■ **Given information**
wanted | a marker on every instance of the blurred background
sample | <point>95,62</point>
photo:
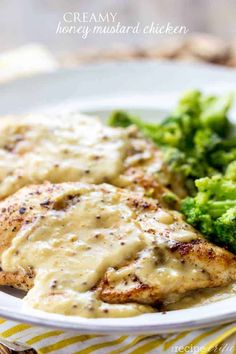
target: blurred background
<point>211,33</point>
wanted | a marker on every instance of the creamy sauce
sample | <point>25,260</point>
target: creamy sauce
<point>71,250</point>
<point>58,149</point>
<point>101,231</point>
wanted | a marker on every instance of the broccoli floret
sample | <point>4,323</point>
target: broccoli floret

■ **About this task**
Search the entries for the word "broccoli" and copy every line that holds it.

■ **Final answer**
wanted | a marker on every instance of the broccoli floret
target: broccoli floret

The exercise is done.